Directions: Wherever pictures occur in the entries below, leave them out and retype the rest exactly.

Extracted material:

**********

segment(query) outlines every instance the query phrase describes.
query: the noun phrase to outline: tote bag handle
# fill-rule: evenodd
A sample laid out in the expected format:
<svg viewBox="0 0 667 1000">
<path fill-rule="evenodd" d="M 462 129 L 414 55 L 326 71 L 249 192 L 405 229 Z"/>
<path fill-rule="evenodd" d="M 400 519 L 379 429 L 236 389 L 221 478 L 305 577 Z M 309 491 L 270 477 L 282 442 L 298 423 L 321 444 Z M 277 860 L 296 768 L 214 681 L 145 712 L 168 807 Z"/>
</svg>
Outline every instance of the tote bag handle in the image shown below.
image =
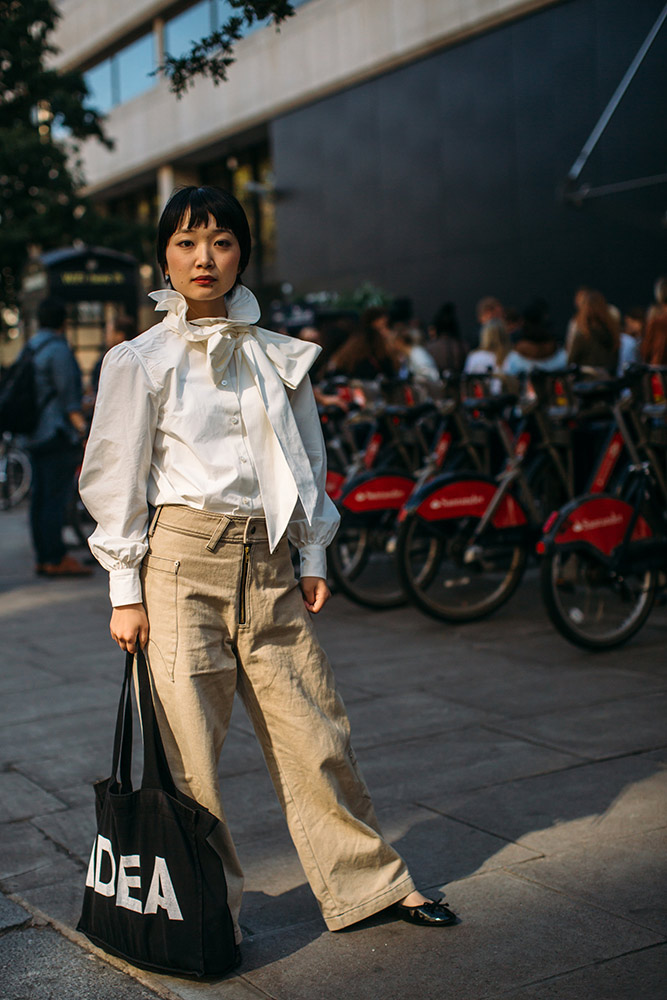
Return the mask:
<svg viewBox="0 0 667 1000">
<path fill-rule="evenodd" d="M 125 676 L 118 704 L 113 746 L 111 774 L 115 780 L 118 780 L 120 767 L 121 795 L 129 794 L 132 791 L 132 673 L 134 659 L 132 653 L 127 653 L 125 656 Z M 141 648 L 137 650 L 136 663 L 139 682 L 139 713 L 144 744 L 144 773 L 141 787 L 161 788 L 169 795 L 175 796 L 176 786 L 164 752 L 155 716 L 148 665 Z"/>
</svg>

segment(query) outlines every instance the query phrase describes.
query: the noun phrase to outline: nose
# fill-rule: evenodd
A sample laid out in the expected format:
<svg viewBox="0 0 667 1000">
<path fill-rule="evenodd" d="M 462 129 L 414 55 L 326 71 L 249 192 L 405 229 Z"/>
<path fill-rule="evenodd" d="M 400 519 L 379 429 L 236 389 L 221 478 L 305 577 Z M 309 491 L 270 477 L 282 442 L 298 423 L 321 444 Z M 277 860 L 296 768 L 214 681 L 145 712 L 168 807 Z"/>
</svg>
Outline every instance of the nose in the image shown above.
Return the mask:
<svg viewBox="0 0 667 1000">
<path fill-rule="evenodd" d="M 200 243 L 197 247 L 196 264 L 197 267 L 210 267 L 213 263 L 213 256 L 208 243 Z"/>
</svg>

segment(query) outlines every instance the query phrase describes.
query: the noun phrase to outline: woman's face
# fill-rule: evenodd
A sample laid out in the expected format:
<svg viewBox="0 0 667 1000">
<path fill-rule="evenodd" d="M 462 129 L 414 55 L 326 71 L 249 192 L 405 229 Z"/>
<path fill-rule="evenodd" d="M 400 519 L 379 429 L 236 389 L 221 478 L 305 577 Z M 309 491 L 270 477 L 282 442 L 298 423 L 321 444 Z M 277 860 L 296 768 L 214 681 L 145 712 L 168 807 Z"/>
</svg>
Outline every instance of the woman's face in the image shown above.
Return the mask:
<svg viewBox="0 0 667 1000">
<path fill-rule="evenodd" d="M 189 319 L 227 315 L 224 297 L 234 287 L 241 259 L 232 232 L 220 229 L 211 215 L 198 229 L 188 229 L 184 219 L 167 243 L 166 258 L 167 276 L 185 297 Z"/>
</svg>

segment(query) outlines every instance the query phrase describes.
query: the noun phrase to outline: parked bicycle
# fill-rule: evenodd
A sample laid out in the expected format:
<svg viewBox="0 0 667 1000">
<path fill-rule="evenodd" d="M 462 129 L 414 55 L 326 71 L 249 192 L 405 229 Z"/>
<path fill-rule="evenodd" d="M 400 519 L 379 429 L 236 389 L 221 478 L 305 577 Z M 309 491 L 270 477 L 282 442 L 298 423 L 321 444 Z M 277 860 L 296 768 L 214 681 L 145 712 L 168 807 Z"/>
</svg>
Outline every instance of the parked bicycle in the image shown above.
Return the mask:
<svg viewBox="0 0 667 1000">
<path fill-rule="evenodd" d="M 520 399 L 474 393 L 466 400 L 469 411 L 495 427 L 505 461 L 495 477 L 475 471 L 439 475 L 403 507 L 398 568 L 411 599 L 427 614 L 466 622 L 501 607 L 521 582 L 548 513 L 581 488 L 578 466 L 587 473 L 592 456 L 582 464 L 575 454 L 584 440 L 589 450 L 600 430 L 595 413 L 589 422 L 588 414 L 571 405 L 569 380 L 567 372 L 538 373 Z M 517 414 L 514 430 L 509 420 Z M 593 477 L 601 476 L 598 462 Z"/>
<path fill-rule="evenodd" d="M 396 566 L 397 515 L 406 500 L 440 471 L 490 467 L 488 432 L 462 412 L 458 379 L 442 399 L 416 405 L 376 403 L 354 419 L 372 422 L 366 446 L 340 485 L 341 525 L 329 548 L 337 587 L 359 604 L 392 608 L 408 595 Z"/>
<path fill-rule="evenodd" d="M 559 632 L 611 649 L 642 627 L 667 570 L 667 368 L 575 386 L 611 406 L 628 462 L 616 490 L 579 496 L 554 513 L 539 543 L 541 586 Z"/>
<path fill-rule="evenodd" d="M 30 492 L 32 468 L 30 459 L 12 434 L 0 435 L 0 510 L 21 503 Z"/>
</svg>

**********

Task answer:
segment(query) outlines every instance the query phrase describes.
query: the noun phrase to outline: tote bag handle
# fill-rule: evenodd
A sample laid out in the expected format:
<svg viewBox="0 0 667 1000">
<path fill-rule="evenodd" d="M 462 129 L 414 55 L 326 71 L 249 192 L 405 229 Z"/>
<path fill-rule="evenodd" d="M 400 519 L 379 429 L 236 389 L 221 478 L 305 577 Z M 309 491 L 270 477 L 282 442 L 298 423 L 321 444 Z M 277 860 L 296 768 L 214 681 L 145 712 L 168 807 Z"/>
</svg>
Outline every instance of the tote bag handle in the image shown below.
image =
Return the mask:
<svg viewBox="0 0 667 1000">
<path fill-rule="evenodd" d="M 125 676 L 118 704 L 113 746 L 111 774 L 115 780 L 118 780 L 120 767 L 121 795 L 129 794 L 132 791 L 132 673 L 134 659 L 132 653 L 127 653 L 125 656 Z M 141 648 L 137 650 L 136 663 L 139 682 L 139 713 L 144 744 L 144 773 L 141 787 L 161 788 L 169 795 L 175 796 L 176 786 L 164 752 L 155 716 L 148 665 Z"/>
</svg>

segment(query) outlines every instance the query phrase describes.
query: the noun phrase to outline: nose
# fill-rule: evenodd
A sample laid out in the expected format:
<svg viewBox="0 0 667 1000">
<path fill-rule="evenodd" d="M 462 129 L 414 55 L 326 71 L 249 192 L 405 229 Z"/>
<path fill-rule="evenodd" d="M 400 519 L 379 429 L 236 389 L 221 478 L 305 577 Z M 309 491 L 270 477 L 282 442 L 298 423 L 321 444 Z M 277 860 L 296 768 L 214 681 L 145 712 L 168 807 Z"/>
</svg>
Outline every instance of the nose in the image shown above.
Return the mask:
<svg viewBox="0 0 667 1000">
<path fill-rule="evenodd" d="M 200 243 L 197 247 L 196 264 L 197 267 L 210 267 L 213 263 L 213 256 L 208 243 Z"/>
</svg>

segment(query) outlines every instance the query phrase describes.
query: the noun phrase to outline: woman's face
# fill-rule: evenodd
A sample laid out in the expected format:
<svg viewBox="0 0 667 1000">
<path fill-rule="evenodd" d="M 462 129 L 414 55 L 326 71 L 249 192 L 405 229 Z"/>
<path fill-rule="evenodd" d="M 400 519 L 379 429 L 236 389 L 221 478 L 305 577 Z M 309 491 L 270 477 L 282 442 L 298 423 L 321 444 Z M 277 860 L 296 768 L 214 681 L 145 712 L 168 807 Z"/>
</svg>
Outline every instance of the woman's face in the image shown above.
Return the mask:
<svg viewBox="0 0 667 1000">
<path fill-rule="evenodd" d="M 189 319 L 227 315 L 224 297 L 234 287 L 241 259 L 232 232 L 220 229 L 211 215 L 198 229 L 188 229 L 184 219 L 167 243 L 166 258 L 167 276 L 185 297 Z"/>
</svg>

segment(query) outlines every instance the query phrase describes.
query: the noun phrase to outline: parked bicycle
# fill-rule: evenodd
A sample laid out in the expected format:
<svg viewBox="0 0 667 1000">
<path fill-rule="evenodd" d="M 462 129 L 414 55 L 326 71 L 249 192 L 405 229 Z"/>
<path fill-rule="evenodd" d="M 400 519 L 379 429 L 236 389 L 221 478 L 305 577 Z M 309 491 L 270 477 L 282 442 L 298 423 L 321 444 Z M 277 860 L 296 768 L 214 681 L 145 712 L 168 807 Z"/>
</svg>
Outline every instance of the parked bicycle in the image shown above.
Return the mask:
<svg viewBox="0 0 667 1000">
<path fill-rule="evenodd" d="M 520 399 L 474 393 L 466 400 L 469 411 L 495 427 L 505 461 L 495 477 L 475 471 L 439 475 L 403 507 L 398 568 L 411 599 L 427 614 L 466 622 L 501 607 L 521 582 L 548 513 L 581 488 L 578 466 L 587 473 L 592 456 L 582 464 L 575 454 L 584 440 L 589 450 L 600 430 L 595 413 L 589 422 L 588 414 L 571 405 L 569 380 L 567 372 L 538 373 Z M 517 414 L 514 430 L 509 420 Z M 593 477 L 601 476 L 598 462 Z"/>
<path fill-rule="evenodd" d="M 396 566 L 397 515 L 406 500 L 440 471 L 490 467 L 488 432 L 462 412 L 458 379 L 442 399 L 416 405 L 376 403 L 354 419 L 372 422 L 366 446 L 340 485 L 341 525 L 329 548 L 337 587 L 359 604 L 392 608 L 408 595 Z"/>
<path fill-rule="evenodd" d="M 559 632 L 611 649 L 642 627 L 667 570 L 667 368 L 575 386 L 611 406 L 628 462 L 616 490 L 579 496 L 554 513 L 539 543 L 541 586 Z"/>
<path fill-rule="evenodd" d="M 30 492 L 32 468 L 30 459 L 12 434 L 0 435 L 0 510 L 21 503 Z"/>
</svg>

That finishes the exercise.